RECORDS FOR PROCESSING START
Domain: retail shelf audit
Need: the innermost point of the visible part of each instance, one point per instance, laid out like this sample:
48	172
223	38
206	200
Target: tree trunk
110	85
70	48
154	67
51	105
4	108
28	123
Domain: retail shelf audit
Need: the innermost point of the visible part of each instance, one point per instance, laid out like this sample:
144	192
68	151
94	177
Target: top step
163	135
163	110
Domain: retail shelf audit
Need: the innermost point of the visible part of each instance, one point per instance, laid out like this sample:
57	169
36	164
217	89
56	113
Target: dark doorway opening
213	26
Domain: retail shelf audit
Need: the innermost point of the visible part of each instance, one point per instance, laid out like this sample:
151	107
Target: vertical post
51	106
RECORDS FOR PROCESSING END
» **EXERCISE REQUIREMENTS**
What you return must match the listing exactly, line for line.

» **RESPONSE AREA**
Domain: retail shelf audit
Need: the innermost point of the visible part of each instance, one point per instance, laid out like this sample:
48	172
223	38
206	200
Target: tree trunk
110	85
70	48
154	67
51	105
4	108
28	123
Domain: retail shelf audit
Need: the innermost point of the visible part of each instance, one point per instance, laid out like this sample:
144	192
68	151
94	177
Target: top step
163	135
163	110
Domain: retail shelf audit
Need: the innermost point of the visible part of each instance, one point per instance, laid out like this sample:
57	169
36	164
217	89
56	113
Target: dark doorway opening
213	26
Domain: retail shelf audit
Need: the innermost point of the visible part of each instance, one point per instance, laid out like this sample:
151	107
Target: vertical post
51	106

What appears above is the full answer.